== EXERCISE INSTRUCTIONS ==
Set down each record exactly as written.

== RECORDS ==
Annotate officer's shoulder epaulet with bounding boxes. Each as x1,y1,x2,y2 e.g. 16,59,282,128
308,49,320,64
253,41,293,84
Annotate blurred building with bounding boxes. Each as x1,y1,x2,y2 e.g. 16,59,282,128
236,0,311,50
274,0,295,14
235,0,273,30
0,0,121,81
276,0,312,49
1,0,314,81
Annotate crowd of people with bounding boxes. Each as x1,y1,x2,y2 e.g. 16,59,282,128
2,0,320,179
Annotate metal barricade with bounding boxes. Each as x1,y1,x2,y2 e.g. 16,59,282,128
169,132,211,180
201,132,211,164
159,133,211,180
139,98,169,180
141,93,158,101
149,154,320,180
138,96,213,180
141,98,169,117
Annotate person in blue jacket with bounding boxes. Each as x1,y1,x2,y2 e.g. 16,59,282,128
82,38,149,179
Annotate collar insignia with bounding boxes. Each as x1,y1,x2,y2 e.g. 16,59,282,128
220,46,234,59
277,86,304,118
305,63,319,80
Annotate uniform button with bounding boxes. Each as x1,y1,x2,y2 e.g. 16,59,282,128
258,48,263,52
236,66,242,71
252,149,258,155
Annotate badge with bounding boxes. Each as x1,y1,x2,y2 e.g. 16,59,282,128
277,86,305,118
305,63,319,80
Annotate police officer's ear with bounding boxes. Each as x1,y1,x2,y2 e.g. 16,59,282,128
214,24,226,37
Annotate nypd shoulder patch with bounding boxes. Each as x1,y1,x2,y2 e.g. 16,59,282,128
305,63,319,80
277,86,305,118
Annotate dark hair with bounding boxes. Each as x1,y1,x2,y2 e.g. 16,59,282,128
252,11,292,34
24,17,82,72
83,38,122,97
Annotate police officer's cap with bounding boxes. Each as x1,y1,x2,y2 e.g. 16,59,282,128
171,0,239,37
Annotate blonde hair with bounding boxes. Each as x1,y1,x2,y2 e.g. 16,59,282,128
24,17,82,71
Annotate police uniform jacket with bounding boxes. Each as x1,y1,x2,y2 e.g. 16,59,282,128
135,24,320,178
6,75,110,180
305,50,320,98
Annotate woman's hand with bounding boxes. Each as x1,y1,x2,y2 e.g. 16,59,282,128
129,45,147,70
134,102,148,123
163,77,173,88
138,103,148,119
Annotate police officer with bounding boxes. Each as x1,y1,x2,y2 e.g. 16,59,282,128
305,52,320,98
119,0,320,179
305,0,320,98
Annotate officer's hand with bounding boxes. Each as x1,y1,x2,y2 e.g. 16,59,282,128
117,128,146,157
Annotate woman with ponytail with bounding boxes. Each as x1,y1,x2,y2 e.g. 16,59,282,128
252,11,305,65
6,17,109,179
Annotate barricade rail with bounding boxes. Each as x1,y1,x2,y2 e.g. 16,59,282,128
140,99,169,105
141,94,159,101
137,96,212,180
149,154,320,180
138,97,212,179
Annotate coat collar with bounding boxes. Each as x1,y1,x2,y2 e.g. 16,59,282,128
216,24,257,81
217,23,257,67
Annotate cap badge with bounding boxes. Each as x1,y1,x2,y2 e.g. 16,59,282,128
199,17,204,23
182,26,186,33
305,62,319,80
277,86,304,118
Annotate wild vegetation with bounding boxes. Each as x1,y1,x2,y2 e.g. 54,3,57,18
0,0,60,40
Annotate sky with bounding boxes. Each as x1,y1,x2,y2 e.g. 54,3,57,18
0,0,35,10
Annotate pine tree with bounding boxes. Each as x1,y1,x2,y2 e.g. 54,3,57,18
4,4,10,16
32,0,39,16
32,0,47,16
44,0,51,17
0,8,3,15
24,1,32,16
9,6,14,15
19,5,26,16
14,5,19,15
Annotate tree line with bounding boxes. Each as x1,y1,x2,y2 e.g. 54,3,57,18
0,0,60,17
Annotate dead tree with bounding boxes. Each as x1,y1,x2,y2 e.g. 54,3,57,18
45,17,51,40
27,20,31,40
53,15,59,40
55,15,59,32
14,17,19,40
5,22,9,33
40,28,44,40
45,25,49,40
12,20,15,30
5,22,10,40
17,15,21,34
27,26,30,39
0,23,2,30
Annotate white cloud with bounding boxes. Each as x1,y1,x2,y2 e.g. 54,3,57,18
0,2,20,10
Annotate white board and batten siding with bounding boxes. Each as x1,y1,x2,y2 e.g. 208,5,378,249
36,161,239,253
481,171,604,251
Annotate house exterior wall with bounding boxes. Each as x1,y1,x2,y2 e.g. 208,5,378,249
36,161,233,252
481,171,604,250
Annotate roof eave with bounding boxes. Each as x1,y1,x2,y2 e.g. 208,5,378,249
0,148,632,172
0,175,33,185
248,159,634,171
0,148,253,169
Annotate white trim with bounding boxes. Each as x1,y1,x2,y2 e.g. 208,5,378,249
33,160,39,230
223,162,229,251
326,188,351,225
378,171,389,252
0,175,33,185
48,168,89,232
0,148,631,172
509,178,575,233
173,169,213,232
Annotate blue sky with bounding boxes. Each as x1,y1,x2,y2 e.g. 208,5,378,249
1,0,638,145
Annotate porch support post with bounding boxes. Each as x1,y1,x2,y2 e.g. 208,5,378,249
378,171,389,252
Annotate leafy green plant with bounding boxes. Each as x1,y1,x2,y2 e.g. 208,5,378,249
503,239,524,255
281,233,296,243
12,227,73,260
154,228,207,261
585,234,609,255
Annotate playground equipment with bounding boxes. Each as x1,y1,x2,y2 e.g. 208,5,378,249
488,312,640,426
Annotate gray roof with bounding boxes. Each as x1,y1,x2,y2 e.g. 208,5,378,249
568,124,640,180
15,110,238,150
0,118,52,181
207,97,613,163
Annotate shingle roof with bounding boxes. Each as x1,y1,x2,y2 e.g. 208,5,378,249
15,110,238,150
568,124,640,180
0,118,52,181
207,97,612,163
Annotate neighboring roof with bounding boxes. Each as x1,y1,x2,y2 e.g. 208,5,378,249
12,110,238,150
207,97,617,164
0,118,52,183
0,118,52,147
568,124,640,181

== TASK SOLUTION ==
Annotate officer's shoulder epaulet with bounding boxes. Each as x1,y1,x2,y2 e.g. 16,59,282,128
308,49,320,64
253,41,293,84
Annotate blurred building with bounding boxes. Each as x1,y1,x2,y2 e.g. 16,59,282,128
236,0,311,50
274,0,295,14
235,0,273,30
0,0,121,81
276,0,312,49
1,0,314,81
Annotate crowd of people with bounding boxes. Each as x1,y1,x2,y2 e.g. 16,59,282,128
2,0,320,179
Annotate metal barricade with bounding boxes. Each as x1,y1,x2,y2 e.g. 16,59,282,128
169,132,211,180
201,132,211,164
159,133,211,180
139,98,169,180
141,93,158,101
149,154,320,180
138,96,213,180
141,98,169,117
Annotate person in blue jacket with bounding boxes. Each as x1,y1,x2,y2 e.g. 16,59,282,128
82,38,149,179
Annotate collar insignia with bounding boxes. Each as x1,y1,x2,y2 e.g. 16,59,282,128
220,46,234,59
277,86,304,118
305,63,319,80
Annotate uniform button with bounding boxes. Each as x1,y1,x2,y2 e.g. 16,59,282,128
258,48,263,52
236,66,242,71
252,149,258,155
Annotate badge with bounding boxes. Each as x1,y1,x2,y2 e.g. 16,59,282,128
277,86,305,118
305,63,319,80
Annotate police officer's ear with bounding boxes. Each as x1,y1,x2,y2 e.g. 16,59,282,128
214,24,226,37
Annotate nypd shoulder patch with bounding boxes. Each as x1,y1,x2,y2 e.g. 16,59,282,128
305,63,319,80
277,86,305,118
Annotate dark hair with bounding boxes. Each as x1,y1,x2,y2 e.g. 16,59,282,128
252,11,292,34
24,17,82,72
83,38,122,97
Annotate police officer's cap with bounding boxes. Each as x1,y1,x2,y2 e.g. 16,59,282,128
171,0,239,37
Annotate blonde hair with bounding boxes. Each as x1,y1,x2,y2 e.g. 16,59,282,128
24,17,82,71
Annotate police uniform jacket with bounding boxes. Each as x1,y1,x2,y2 e.g. 16,59,282,128
135,24,320,178
6,75,110,180
305,50,320,98
Annotate woman's hand with bounding boxes. Each as x1,y1,x2,y2 e.g. 16,59,282,128
129,45,147,70
134,102,148,123
163,77,173,88
138,103,148,119
Annotate police officer with bounding boxes. Each as x1,y1,x2,y2 e.g. 16,59,282,128
305,52,320,98
119,0,320,179
305,0,320,98
Annotate officer's hand with bounding boxes. Each as x1,y1,x2,y2 e.g. 16,59,282,128
117,128,146,157
Annotate woman with ponytail with bounding boxes. Each as x1,y1,x2,y2 e.g. 16,59,282,128
252,11,305,65
6,17,109,179
Annotate barricade rail with bounding boxes. Each as x1,y1,x2,y2 e.g. 16,59,282,128
140,99,169,105
141,94,159,101
137,96,212,180
149,154,320,180
138,97,212,179
Annotate coat collar with bounding boxes. Each as x1,y1,x2,y2 e.g. 16,59,282,128
216,24,257,81
217,23,257,67
Annotate cap badge with bounding boxes. Each as x1,y1,x2,y2 e.g. 16,59,282,128
199,17,204,23
182,26,186,33
305,62,319,80
277,86,304,118
Annotate wild vegetation with bounding boxes. Each as x1,y1,x2,y2 e.g. 54,3,57,18
0,0,60,40
Annotate sky with bounding boxes. Each as x1,y1,x2,y2 e.g. 54,3,57,18
0,0,35,10
Annotate pine tree with bounding boxes. Each as x1,y1,x2,y2 e.g. 54,3,57,18
4,4,10,16
32,0,39,16
32,0,47,16
44,0,51,17
0,8,3,15
24,1,32,16
9,6,14,15
19,5,26,16
14,5,19,15
Annotate tree line with bounding boxes. Each as x1,y1,x2,y2 e.g. 54,3,57,18
0,0,60,17
Annotate dead tree with bounding boxes. Each as x1,y1,x2,y2 e.g. 54,3,57,18
45,17,51,40
27,20,31,40
53,15,59,40
55,15,59,32
14,17,19,40
5,22,9,33
40,28,44,40
45,25,49,40
12,20,15,30
5,22,10,40
17,15,21,34
27,26,30,39
0,23,2,30
Annotate white cloud with bounding boxes. Each as x1,y1,x2,y2 e.g. 54,3,57,18
0,2,20,10
Annotate white board and batten siding with bounding boxes. Each as x1,y1,x2,y2 e.g. 208,5,378,249
36,161,239,253
481,171,604,251
Annotate house exterior wall with bounding boxes. Each as x1,y1,x2,y2 e.g. 208,5,378,249
36,161,233,252
481,171,604,250
Annotate roof eave with bounding boxes. Each as x1,y1,x2,y2 e.g. 208,5,378,249
0,148,632,172
0,175,33,185
248,159,634,171
0,148,253,169
Annotate white trim with bounding boxes. Each as x1,y1,x2,y2 e.g. 208,5,378,249
33,160,39,230
223,162,229,251
326,188,351,225
378,171,389,252
0,175,33,185
48,168,89,232
0,148,631,172
509,178,575,233
173,169,213,232
Annotate blue sky with bounding boxes. Each as x1,y1,x2,y2 e.g. 208,5,378,249
1,0,638,145
Annotate porch support post with bounding boxes. Each as x1,y1,x2,y2 e.g. 208,5,378,249
378,171,389,252
Annotate leafy green plant with bounding boxes. Each as x1,y1,x2,y2 e.g. 208,5,378,249
503,239,524,255
281,233,296,243
12,227,73,260
154,228,207,261
585,234,609,255
Annotate playground equipment with bounding boxes. Each as x1,y1,x2,y2 e.g. 208,5,378,249
488,312,640,426
Annotate gray roof with bounding boxes. Each as x1,y1,x2,y2 e.g. 208,5,378,249
568,124,640,180
15,110,238,150
0,118,52,181
207,97,613,163
Annotate shingle roof with bounding boxes. Each as x1,y1,x2,y2 e.g. 208,5,378,249
15,110,238,150
568,124,640,180
0,118,52,181
207,97,612,163
Annotate neighboring roof with bounding boxes. Each as x1,y1,x2,y2 e.g. 208,5,378,249
12,110,238,150
207,97,617,164
0,118,52,183
0,118,52,147
568,124,640,181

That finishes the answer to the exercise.